(Location identification entries)

-------

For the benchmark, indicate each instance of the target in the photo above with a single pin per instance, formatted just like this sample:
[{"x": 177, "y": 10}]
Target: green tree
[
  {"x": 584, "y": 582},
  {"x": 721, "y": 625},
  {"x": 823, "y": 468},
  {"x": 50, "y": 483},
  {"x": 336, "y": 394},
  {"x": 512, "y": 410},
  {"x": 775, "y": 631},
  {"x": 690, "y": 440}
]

-------

Present every line of the items above as a numbered list, leaving out any blank lines.

▸ Finished answer:
1. For the benchmark, indicate each instance of the target in the photo above with a single pin per instance, formatted just like this sample:
2. [{"x": 177, "y": 10}]
3. Target: green tree
4. [
5.   {"x": 584, "y": 582},
6.   {"x": 721, "y": 625},
7.   {"x": 823, "y": 468},
8.   {"x": 50, "y": 483},
9.   {"x": 336, "y": 394},
10.   {"x": 512, "y": 410},
11.   {"x": 775, "y": 631},
12.   {"x": 690, "y": 440}
13. ]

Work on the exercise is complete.